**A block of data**
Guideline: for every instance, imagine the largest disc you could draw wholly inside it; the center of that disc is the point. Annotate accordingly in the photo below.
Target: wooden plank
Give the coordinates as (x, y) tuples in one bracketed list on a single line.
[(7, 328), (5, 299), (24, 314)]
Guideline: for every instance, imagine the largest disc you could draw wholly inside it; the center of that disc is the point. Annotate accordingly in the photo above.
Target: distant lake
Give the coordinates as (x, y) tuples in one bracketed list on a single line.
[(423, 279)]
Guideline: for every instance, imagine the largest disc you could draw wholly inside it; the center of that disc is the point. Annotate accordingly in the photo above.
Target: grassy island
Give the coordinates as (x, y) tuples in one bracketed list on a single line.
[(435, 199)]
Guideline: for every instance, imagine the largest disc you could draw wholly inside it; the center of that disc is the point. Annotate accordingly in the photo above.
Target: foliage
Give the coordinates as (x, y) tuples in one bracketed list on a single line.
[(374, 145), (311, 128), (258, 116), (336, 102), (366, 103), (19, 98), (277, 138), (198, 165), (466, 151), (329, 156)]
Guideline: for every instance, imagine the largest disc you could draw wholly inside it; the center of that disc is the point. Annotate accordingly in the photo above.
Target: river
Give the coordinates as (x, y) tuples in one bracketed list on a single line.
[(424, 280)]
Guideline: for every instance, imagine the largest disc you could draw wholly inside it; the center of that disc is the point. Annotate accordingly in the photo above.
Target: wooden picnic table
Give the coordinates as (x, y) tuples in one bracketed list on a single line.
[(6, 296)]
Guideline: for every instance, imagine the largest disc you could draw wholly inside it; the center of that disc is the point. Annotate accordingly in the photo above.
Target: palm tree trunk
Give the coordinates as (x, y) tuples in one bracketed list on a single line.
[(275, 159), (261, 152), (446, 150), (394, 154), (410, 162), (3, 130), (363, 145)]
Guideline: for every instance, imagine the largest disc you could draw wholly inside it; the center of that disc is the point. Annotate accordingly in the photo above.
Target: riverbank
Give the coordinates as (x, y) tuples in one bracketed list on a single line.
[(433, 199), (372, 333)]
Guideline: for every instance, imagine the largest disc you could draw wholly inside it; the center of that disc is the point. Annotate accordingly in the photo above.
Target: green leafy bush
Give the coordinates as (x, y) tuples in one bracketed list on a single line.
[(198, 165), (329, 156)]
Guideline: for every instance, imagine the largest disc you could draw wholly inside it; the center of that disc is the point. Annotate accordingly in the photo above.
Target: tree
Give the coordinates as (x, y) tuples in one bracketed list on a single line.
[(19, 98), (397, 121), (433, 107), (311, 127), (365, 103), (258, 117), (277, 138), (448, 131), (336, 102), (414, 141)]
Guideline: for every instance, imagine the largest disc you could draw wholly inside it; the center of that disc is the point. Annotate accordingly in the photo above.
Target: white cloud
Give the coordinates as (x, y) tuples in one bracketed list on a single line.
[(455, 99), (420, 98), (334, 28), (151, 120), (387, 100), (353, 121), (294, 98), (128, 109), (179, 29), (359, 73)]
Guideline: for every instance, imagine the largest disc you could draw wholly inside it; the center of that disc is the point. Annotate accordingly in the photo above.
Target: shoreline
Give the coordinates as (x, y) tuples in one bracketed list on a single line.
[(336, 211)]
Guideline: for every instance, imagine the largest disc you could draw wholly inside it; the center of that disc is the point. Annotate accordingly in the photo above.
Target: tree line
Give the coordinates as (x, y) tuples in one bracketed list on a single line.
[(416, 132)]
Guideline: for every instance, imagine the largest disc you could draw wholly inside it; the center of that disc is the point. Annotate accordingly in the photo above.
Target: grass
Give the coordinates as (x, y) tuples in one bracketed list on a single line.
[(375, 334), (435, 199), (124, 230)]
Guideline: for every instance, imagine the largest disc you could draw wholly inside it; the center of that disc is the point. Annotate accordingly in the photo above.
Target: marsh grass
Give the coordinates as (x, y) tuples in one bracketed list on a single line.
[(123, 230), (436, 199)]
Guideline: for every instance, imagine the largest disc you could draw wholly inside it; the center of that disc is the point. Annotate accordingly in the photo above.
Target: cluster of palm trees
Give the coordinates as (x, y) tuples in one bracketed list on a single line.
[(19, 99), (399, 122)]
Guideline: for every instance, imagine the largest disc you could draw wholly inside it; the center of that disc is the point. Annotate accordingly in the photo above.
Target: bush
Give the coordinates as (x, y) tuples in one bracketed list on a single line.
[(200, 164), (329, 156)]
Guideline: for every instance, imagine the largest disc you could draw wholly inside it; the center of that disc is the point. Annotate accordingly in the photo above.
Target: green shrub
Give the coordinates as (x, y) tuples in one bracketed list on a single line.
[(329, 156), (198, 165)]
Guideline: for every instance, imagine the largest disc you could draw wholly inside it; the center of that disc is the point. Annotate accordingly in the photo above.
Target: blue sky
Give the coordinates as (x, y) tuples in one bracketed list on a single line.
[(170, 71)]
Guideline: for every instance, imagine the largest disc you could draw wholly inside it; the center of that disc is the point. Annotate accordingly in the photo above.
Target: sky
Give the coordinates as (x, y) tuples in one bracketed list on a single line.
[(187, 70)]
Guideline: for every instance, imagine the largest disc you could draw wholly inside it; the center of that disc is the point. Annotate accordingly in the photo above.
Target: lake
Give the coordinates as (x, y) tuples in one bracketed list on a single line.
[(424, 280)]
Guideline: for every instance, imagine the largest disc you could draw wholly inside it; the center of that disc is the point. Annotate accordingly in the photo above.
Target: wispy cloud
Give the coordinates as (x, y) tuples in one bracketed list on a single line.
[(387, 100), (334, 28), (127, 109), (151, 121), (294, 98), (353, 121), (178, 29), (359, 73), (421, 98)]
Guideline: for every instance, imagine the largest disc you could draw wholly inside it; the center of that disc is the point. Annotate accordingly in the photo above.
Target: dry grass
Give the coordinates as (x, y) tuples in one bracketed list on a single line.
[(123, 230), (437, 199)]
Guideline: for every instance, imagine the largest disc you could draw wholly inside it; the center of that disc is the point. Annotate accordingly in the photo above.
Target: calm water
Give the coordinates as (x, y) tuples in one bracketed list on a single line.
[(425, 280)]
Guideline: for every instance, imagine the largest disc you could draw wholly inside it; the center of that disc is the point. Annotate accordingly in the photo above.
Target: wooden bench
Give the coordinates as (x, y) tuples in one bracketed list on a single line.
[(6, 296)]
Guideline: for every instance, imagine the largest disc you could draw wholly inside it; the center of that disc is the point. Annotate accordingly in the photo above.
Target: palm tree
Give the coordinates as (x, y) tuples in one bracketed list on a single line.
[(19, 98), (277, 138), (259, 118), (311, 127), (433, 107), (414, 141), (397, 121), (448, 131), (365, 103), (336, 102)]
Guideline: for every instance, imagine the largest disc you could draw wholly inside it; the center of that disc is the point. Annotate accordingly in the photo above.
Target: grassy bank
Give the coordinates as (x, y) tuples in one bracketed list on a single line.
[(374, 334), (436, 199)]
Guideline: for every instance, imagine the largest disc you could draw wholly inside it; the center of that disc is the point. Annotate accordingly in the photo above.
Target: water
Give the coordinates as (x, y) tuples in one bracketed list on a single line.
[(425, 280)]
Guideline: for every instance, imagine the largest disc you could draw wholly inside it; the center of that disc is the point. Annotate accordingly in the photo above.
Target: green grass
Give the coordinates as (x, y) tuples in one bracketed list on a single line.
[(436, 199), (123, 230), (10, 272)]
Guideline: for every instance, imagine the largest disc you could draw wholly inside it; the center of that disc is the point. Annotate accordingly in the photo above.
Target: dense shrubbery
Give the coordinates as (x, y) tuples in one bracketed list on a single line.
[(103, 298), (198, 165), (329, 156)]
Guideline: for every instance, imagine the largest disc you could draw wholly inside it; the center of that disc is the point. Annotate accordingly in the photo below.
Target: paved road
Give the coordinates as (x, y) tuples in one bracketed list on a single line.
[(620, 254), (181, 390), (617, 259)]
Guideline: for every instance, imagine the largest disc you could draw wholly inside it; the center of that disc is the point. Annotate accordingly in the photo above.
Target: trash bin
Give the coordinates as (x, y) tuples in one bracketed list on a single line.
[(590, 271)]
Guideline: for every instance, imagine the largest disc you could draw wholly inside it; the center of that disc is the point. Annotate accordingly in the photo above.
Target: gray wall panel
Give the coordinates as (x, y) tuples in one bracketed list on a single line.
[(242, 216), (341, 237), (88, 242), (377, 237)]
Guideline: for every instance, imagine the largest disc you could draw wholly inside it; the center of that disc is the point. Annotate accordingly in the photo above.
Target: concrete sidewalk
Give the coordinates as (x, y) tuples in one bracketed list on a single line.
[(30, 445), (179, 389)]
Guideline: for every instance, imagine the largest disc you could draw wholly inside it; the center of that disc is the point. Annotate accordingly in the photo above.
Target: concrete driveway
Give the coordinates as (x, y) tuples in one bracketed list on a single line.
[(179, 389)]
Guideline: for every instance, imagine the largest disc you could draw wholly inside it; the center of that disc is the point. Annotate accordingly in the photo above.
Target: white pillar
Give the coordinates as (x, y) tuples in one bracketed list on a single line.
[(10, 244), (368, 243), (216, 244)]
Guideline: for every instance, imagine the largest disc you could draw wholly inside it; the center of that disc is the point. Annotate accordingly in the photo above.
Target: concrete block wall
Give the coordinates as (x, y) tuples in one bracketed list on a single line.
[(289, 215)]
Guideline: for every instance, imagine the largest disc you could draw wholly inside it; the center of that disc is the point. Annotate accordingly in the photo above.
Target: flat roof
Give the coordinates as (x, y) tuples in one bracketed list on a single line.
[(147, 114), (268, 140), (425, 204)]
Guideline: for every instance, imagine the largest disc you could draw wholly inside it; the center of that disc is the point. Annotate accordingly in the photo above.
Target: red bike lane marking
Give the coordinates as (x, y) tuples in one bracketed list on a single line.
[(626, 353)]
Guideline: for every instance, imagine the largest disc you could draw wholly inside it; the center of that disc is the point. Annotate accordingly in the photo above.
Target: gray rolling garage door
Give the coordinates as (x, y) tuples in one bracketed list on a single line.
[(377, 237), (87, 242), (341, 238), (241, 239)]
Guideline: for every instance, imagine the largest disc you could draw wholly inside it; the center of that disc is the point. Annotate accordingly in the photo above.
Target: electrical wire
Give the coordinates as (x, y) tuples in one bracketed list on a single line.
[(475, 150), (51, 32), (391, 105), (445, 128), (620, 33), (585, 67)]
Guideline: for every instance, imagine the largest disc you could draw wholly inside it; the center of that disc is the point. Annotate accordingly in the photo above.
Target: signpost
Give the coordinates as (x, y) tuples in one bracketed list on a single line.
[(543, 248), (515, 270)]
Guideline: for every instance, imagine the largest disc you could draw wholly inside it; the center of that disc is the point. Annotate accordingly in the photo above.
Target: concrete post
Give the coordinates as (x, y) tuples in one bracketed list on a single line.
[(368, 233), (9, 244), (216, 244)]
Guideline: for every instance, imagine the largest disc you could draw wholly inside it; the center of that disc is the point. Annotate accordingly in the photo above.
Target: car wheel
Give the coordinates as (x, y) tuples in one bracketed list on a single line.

**Task to complete**
Pull out every line of the records that contains the word "concrete".

**Output**
Target: concrete sidewalk
Target: concrete driveway
Target: concrete block wall
Target: concrete post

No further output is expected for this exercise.